EXERCISE GOAL:
Reproduce each of the following items without any alteration.

[Excerpts of pointing data]
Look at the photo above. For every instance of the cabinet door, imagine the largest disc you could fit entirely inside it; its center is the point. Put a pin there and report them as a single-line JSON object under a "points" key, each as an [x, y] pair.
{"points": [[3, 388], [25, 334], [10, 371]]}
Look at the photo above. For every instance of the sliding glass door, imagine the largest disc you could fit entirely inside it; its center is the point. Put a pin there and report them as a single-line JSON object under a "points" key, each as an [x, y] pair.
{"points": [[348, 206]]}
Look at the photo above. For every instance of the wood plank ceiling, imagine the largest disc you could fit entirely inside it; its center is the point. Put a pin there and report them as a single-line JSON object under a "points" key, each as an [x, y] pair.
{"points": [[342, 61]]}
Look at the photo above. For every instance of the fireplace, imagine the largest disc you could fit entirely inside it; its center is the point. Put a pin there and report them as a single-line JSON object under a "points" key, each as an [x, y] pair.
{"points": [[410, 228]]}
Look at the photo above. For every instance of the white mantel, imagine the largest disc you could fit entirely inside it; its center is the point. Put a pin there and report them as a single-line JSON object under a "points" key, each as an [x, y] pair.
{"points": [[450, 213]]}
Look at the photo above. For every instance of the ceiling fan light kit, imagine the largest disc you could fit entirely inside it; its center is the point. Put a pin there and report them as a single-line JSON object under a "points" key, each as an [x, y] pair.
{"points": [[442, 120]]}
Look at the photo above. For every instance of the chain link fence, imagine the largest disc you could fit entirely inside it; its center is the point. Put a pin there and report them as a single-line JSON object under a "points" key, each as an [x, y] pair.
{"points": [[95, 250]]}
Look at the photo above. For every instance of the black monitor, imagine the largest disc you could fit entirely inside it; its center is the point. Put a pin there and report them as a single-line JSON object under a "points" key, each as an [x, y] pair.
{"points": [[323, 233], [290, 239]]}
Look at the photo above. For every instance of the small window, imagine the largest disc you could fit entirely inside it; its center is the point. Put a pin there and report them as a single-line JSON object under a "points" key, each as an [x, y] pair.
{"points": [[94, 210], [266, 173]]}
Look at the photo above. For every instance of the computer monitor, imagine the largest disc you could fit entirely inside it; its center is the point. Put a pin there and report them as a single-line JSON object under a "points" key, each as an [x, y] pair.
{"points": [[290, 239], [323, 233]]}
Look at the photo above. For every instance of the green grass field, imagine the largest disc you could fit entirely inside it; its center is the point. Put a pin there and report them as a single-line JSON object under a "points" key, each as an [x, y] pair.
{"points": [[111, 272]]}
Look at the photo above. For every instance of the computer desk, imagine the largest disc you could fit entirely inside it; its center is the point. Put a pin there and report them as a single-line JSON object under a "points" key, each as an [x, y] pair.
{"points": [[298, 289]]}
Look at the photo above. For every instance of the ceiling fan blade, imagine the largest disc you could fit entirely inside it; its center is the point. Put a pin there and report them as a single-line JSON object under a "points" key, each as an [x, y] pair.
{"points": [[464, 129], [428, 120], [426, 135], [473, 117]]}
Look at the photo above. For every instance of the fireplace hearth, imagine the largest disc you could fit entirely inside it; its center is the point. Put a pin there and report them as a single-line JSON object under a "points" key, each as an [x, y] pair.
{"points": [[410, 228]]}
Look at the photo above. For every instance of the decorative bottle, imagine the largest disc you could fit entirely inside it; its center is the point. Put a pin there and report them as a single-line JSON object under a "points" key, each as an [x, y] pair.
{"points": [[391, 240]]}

RESULT OF THIS TASK:
Look at the photo above. For every instance of the cabinet door, imagine the largest disc you could fit entirely inside it; its center is the point. Put a pin there and report them as a single-line JSON object under a "points" key, each as an [x, y] pair.
{"points": [[3, 388], [25, 334], [10, 371]]}
Look at the photo above. For every instance of the sliding glass door, imagine the largest disc you could fit entirely inside it; its center is the point. Put a pin there and report them as a single-line JSON object under a "points" key, each as an [x, y] pair.
{"points": [[348, 206]]}
Look at the photo above. For every instance of the wood plank ceiling, imagine the largest disc you could fit entirely inside it; its center is the point. Put a pin there and report them as a single-line JSON object under a "points" key, each as an [x, y] pair.
{"points": [[342, 61]]}
Look at the photo above. For every instance of the fireplace, imagine the largest disc you could fit entirely inside it; its center is the point. Put a pin there and report them as a single-line JSON object under a "points" key, each as an [x, y] pair.
{"points": [[410, 228]]}
Look at the photo above. For every instance of the white mantel, imagine the largest disc you could fit entirely inside it; its center is the point. Put a pin there and report them as a single-line JSON object under a "points" key, each as an [x, y] pair.
{"points": [[450, 213]]}
Look at the photo above. For every instance of the ceiling fan light kit, imagine the largest disc you could fit entirely inside it; its center is the point. Put a pin there and report them as a single-line JSON object under a "points" key, each as an [x, y] pair.
{"points": [[442, 120]]}
Look at the photo above. For every instance of the chain link fence, imagine the largest disc you could fit entirely inside it; its center is the point. Put a pin there and report them as a single-line JSON object under a "points" key, each as an [x, y] pair.
{"points": [[95, 250]]}
Look at the photo above. For every instance of the black monitor, imagine the largest disc you could fit entirely inside it; its center is the point. Put a pin there and report them as a single-line JSON object under a "points" key, each as an [x, y] pair.
{"points": [[323, 233], [290, 239]]}
Look at the photo above. For every instance of the small window, imagine the largest disc you could fit entirely inside it; its center is the point. Put a pin there and report them as a single-line JSON object under a "points" key, each as an [x, y] pair.
{"points": [[94, 210], [266, 173]]}
Look at the photo above. For every instance of the computer monitor, imagine the largest disc you could fit entirely inside it; its center is the point. Put a pin there and report them as a single-line JSON object under a "points" key, each as an [x, y] pair.
{"points": [[290, 239], [323, 233]]}
Look at the photo above. For every instance of the green grass field, imagine the largest disc you could fit entirely inside it; its center is the point. Put a pin there and report them as a single-line JSON object under a "points" key, each as an [x, y] pair.
{"points": [[111, 272]]}
Look at the photo above. For every instance of the computer desk, imagine the largest disc you could fit entirely inside it; its center is the point. Put a pin there and report them as a single-line JSON object under a "points" key, each as an [x, y] pair.
{"points": [[298, 289]]}
Look at the photo above. For every instance of the ceiling fan blade, imagine the largest disc you could fit entirely inside it; its center is the point. Put a pin there and report them as a single-line JSON object under a "points" key, each as an [x, y] pair.
{"points": [[464, 129], [428, 120], [426, 135], [473, 117]]}
Look at the photo above. For every instance of the fireplace hearth, imagine the largest disc you could fit entirely inside it; its center is the point. Put a pin there and report them as a single-line JSON object under a "points" key, each as an [x, y] pair.
{"points": [[410, 228]]}
Look at the photo above. For every instance of the decorative bottle, imagine the largest disc you could fit entirely inside it; its center is the point. Put a pin there and report them as a single-line JSON object under a "points" key, each as an [x, y] pair.
{"points": [[391, 240]]}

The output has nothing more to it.